- [The tasks]
**A.** Answer these from the Dimitrios Kiliaras profile:
(i) On what date did Kiliaras transfer to Panionios?
(ii) With which club did he spend one season in Cyprus?
(iii) In which minute did he score the winning goal that secured Irodotos' final trophy?
**B.** Carry the Dimitrios Kiliaras profile forward from its last sentence.

Dimitrios Kiliaras (; born 23 March 1986) is a Greek professional footballer who plays as a midfielder for Super League 2 club Irodotos.

Career
Kiliaras began playing football with local club Irodotos, before moving to Gamma Ethniki side Ergotelis in 2002. As the club celebrated consecutive promotions to reach the Alpha Ethniki (later renamed to Superleague) in 2004, Kiliaras made his top-flight debut during the 2004–05 season. He impressed with his performances for Ergotelis in the Superleague, earning a transfer to Panionios on 16 May 2008 for a reported 500K Euros. Playing the same position as Panionios Uruguayan stars at the time Álvaro Recoba and Fabián Estoyanoff, Kiliaras did not manage to maintain a place in the club's starting XI, and was subsequently loaned out back to Ergotelis in 2009.

After his contract with Panionios ended, Kiliaras moved to fellow Superleague side Levadiakos. He then spent one season in Cyprus with AEP Paphos before returning to Greece signing for Football League side Panachaiki. Kiliaras eventually went back to playing in the Gamma Ethniki, featuring for 2015–16 Group 3 champions Sparti in 2016. On 1 July 2016, Kiliaras returned to a Gamma Ethniki side Ergotelis for the third time in his career, 6 years past his loan spell from Panionios.

In January 2017, Kiliaras requested to be released from his contract with Ergotelis, expressing his desire to return to his very first club, Irodotos, playing in Heraklion's top regional division, and help them in their struggle to return to the Gamma Ethniki. Ergotelis reluctantly granted the player's wish and his contract was therefore terminated on 22 January 2017. Kiliaras' transfer made an impact for Irodotos, as the club won four trophies that season, including the Heraklion Football Clubs Association double, the Greek Football Amateur Cup and the Amateurs' Super Cup. Kiliaras actually secured the final trophy for Irodotos by scoring the winning goal (0–1) in the 74th minute. In total, Kiliaras scored 8 goals in 16 caps for Irodotos.

- [Data rows]

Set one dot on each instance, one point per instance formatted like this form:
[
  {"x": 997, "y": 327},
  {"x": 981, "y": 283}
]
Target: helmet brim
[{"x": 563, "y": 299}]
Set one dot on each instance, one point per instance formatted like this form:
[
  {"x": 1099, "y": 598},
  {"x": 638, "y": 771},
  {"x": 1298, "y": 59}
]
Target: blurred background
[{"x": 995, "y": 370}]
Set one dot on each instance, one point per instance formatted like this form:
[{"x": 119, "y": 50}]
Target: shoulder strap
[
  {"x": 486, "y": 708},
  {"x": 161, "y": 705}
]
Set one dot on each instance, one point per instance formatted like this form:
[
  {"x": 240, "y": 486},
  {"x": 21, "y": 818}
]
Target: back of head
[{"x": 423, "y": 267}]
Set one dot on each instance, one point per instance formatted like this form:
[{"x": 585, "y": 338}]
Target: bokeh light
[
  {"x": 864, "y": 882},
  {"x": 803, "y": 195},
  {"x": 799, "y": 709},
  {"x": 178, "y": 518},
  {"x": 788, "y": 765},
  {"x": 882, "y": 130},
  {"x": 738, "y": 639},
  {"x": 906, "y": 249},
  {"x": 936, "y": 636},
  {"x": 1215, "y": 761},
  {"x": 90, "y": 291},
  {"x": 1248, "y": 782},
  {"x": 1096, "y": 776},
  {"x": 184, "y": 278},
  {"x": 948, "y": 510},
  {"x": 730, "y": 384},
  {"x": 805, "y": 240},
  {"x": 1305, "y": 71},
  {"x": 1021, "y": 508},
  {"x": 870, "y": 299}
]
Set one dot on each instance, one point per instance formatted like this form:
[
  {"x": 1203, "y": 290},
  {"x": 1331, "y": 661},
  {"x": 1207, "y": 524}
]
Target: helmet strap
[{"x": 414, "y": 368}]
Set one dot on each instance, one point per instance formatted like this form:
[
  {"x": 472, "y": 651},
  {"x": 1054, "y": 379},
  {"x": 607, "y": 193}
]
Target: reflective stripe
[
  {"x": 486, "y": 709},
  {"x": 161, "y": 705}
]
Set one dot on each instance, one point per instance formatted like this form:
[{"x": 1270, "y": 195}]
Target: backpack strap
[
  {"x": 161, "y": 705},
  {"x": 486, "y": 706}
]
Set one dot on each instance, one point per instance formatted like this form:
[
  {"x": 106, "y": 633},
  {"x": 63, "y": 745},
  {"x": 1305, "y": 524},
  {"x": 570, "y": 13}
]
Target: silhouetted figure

==

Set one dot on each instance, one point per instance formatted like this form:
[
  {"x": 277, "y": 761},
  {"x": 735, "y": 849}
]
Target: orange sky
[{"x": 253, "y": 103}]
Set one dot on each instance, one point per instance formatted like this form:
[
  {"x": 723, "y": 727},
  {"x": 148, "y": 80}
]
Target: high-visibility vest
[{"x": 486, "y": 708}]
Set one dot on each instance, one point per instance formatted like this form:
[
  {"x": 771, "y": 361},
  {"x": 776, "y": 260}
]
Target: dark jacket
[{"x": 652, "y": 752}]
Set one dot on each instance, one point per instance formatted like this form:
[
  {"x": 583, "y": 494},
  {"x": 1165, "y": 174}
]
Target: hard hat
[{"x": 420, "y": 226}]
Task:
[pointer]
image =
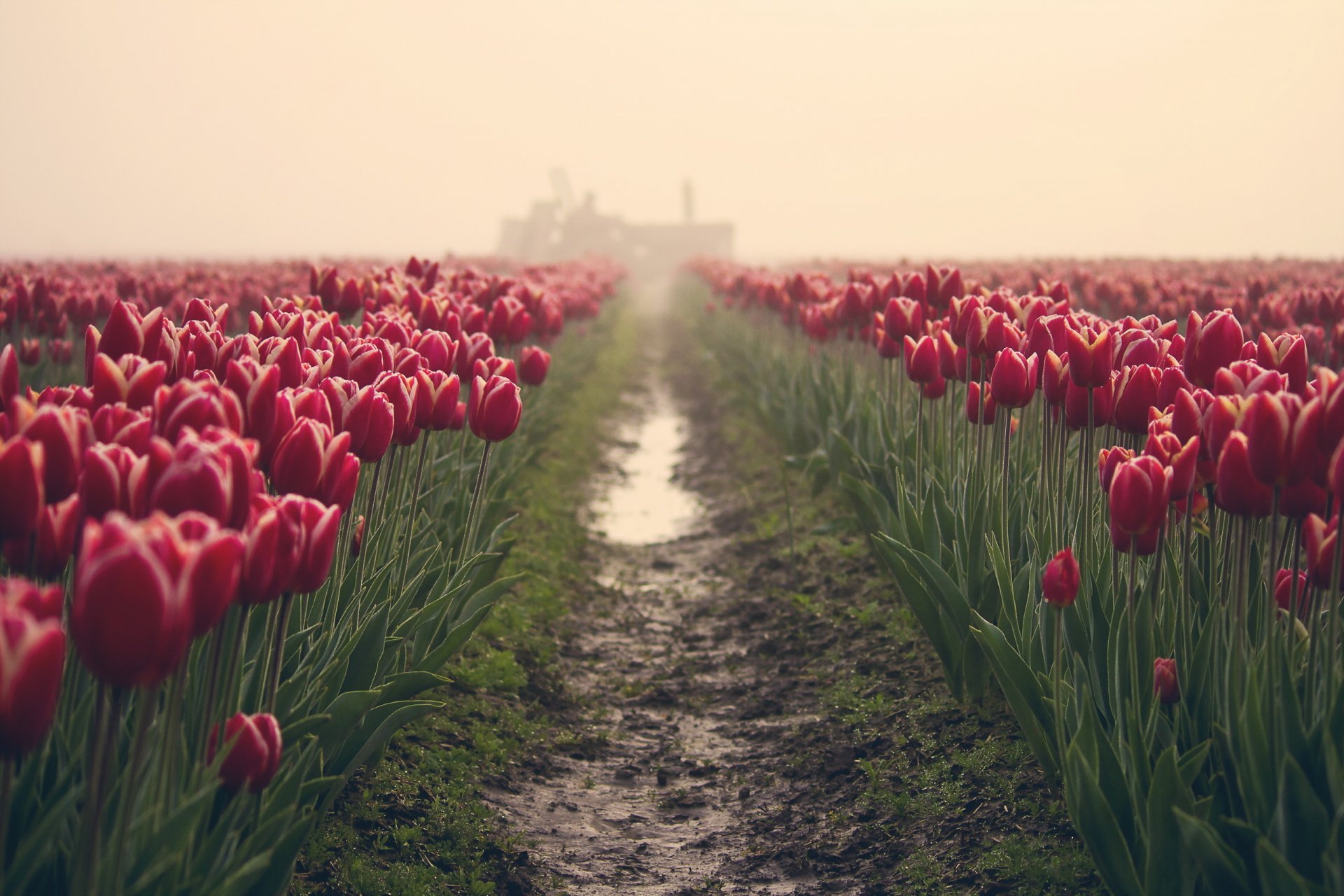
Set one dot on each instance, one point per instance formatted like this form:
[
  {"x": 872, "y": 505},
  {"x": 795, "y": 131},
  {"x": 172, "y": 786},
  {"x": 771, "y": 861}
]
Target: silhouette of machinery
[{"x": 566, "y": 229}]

* * *

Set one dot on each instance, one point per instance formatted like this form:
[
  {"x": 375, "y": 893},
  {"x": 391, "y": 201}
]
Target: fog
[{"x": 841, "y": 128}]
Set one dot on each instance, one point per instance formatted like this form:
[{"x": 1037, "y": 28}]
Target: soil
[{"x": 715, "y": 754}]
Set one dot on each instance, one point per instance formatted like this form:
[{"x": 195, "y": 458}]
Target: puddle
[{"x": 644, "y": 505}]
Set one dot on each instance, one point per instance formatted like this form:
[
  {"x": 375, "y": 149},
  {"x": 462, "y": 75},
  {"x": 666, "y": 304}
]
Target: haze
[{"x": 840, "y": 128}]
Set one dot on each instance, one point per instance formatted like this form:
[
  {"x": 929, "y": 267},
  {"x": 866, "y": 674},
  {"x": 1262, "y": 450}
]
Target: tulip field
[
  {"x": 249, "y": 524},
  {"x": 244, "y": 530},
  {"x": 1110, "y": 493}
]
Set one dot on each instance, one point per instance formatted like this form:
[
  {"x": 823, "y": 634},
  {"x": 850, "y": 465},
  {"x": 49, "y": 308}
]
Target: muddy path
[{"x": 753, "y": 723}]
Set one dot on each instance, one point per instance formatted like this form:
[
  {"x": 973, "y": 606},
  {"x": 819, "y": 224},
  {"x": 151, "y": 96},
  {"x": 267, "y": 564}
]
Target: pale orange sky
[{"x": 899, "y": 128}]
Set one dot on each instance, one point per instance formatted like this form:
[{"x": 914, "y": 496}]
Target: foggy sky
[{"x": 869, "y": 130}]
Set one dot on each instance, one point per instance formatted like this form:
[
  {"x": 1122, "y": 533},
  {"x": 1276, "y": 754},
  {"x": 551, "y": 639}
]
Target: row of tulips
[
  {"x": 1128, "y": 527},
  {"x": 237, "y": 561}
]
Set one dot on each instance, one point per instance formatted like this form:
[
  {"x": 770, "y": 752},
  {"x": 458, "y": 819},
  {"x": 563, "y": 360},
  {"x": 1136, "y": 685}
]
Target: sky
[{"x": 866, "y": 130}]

- [Answers to the problems]
**A.**
(i) 16 May 2008
(ii) AEP Paphos
(iii) The 74th minute

**B.**
In the summer of 2017, Kiliaras moved to Corfu, signing with local FCA A1 club Kronos Argyrades, whom he helped gain consecutive promotions to the Gamma Ethniki and the Football League during a two-year stay. In the summer of 2019, Kiliaras returned to Crete, and signed a contract with local FCA A1 Championship club Almyros.

Personal life
Born in Heraklion, Kiliaras began playing football at a young age, when his father, a retired Irodotos footballer, signed him up at the infrastructure segments of his former club. His younger brother Giannis is also a professional footballer, currently playing for Greek Super League 2 club Ergotelis. They played together for Ergotelis in the Superleague during the 2007–08 season.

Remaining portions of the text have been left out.